──────── EXTRACTED TEXT ────────
First look at Melbourne’s fire-fueled new Filipino restaurant, Serai

Melbourne has a solid reputation for laneway restaurants, wine bars and good quality mid-range dining. Serai, a new 50-seater in the CBD, takes all those things and layers in Filipino cuisine, something rarely seen in restaurants. It’s more often cooked at home among the 25,000-plus Filipinos who live in Melbourne and Victoria.

But the first restaurant of chef Ross Magnaye (ex Rice Paper Sister) and partners Shane Stafford and Ben Waters might flip that trend without even trying.

“Of course I want people to try Filipino food but I don’t do it for that,” says Magnaye. “I just want to do a nice restaurant where people can eat and eat.”

First look at Melbourne’s fire-fueled new Filipino restaurant, Serai

Serai is former Rice Paper Sister chef Ross Magnaye’s first restaurant. Photo: Eddie Jim



At Serai, which opens on Thursday, he will deliver Filipino staples such as adobo (a vinegar-soy marinade) and lechon (roast suckling pig) in a contemporary package that straddles restaurant and wine bar. Drinks include minimal-intervention wines and playful Filipino cocktails.

A tempura scallop in a pan de sal bun spread with crab fat mayonnaise, dubbed the McScallop, is a two-bite snack. Smoked kangaroo served tartare-style and dressed in coconut vinegar is a riff on kilawin, a dish normally made with goat. Magnaye adds wood-roasted bone marrow and toast for a Euro twist.
────────
• **GIVEN TASK A**
Answer these questions about the Serai restaurant article:
(i) How many seats does Serai have?
(ii) Who are Ross Magnaye's partners in the restaurant?
(iii) What meat does Serai use in its take on kilawin instead of goat?
• **GIVEN TASK B**
Continue the Serai restaurant article after its last sentence.
──────── MATERIAL SUPPLIED ────────
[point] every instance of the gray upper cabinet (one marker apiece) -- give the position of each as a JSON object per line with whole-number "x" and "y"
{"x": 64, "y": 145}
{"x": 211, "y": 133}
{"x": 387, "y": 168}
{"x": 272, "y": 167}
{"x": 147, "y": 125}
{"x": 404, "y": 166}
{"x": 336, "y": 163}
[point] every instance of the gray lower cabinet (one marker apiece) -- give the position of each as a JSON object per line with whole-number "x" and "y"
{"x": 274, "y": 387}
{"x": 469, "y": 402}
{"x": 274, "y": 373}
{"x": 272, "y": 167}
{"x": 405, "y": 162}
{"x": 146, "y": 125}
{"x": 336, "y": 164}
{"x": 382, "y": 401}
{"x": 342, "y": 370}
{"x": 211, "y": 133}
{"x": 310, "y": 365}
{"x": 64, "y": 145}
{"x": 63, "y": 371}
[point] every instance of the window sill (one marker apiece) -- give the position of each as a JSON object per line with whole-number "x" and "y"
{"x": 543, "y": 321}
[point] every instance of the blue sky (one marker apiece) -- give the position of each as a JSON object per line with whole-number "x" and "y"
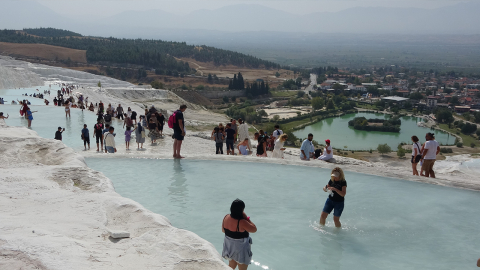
{"x": 104, "y": 8}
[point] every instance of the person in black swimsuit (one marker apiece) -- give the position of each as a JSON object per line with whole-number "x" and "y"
{"x": 237, "y": 243}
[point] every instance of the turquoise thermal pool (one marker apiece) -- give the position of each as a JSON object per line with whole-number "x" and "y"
{"x": 345, "y": 137}
{"x": 387, "y": 223}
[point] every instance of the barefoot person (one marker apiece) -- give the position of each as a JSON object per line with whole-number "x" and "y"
{"x": 429, "y": 155}
{"x": 337, "y": 187}
{"x": 230, "y": 139}
{"x": 86, "y": 137}
{"x": 128, "y": 137}
{"x": 327, "y": 152}
{"x": 244, "y": 148}
{"x": 243, "y": 132}
{"x": 67, "y": 109}
{"x": 178, "y": 131}
{"x": 278, "y": 147}
{"x": 416, "y": 154}
{"x": 140, "y": 135}
{"x": 307, "y": 150}
{"x": 237, "y": 227}
{"x": 97, "y": 133}
{"x": 110, "y": 141}
{"x": 58, "y": 134}
{"x": 29, "y": 115}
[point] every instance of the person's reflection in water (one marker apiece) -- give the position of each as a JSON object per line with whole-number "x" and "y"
{"x": 178, "y": 191}
{"x": 332, "y": 252}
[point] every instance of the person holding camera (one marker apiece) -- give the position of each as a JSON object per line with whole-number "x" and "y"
{"x": 237, "y": 227}
{"x": 337, "y": 189}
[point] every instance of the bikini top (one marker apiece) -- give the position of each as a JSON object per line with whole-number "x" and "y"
{"x": 237, "y": 234}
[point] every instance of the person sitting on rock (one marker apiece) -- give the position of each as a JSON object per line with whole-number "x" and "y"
{"x": 327, "y": 152}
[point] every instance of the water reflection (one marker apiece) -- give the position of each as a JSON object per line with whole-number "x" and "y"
{"x": 332, "y": 252}
{"x": 178, "y": 191}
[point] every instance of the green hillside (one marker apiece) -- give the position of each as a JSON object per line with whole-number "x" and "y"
{"x": 151, "y": 54}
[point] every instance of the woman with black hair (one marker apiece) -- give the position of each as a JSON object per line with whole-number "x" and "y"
{"x": 237, "y": 242}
────────
• **EXERCISE OUTPUT A**
(i) 50
(ii) Shane Stafford and Ben Waters
(iii) Smoked kangaroo

• **EXERCISE OUTPUT B**
Vegan dishes are also given plenty of attention, whether it’s a tartlet of spiced coconut puree, charred pineapple and tapioca “caviar” or a piece of pumpkin that Magnaye “treats like meat”, marinating it in a sweet-salty bacon-style sauce and serving it with a roasted garlic sauce.

Calamari with smoked longganisa dressing at Serai.

Calamari with smoked longganisa dressing at Serai. Photo: Eddie Jim



Small-batch Filipino rums drive several of the drinks by bar manager Ralph Libo-on. Others have fun with Filipino ingredients, as in the Ube-Wan Kenobi involving ube, white chocolate, cognac, creme de cacao and bitters.

A small chef’s counter has a view of the open fire that smokes, chars and roasts everything from duck to vegetables.

The rest of the room, a former gelateria, is a mix of brick-red banquettes and timber-topped tables with pale bentwood chairs. Spherical lights suspended from the ceiling add a warm glow to the whitewashed space, featuring industrial steel ceiling beams, large concrete pillars and heavy steel doors.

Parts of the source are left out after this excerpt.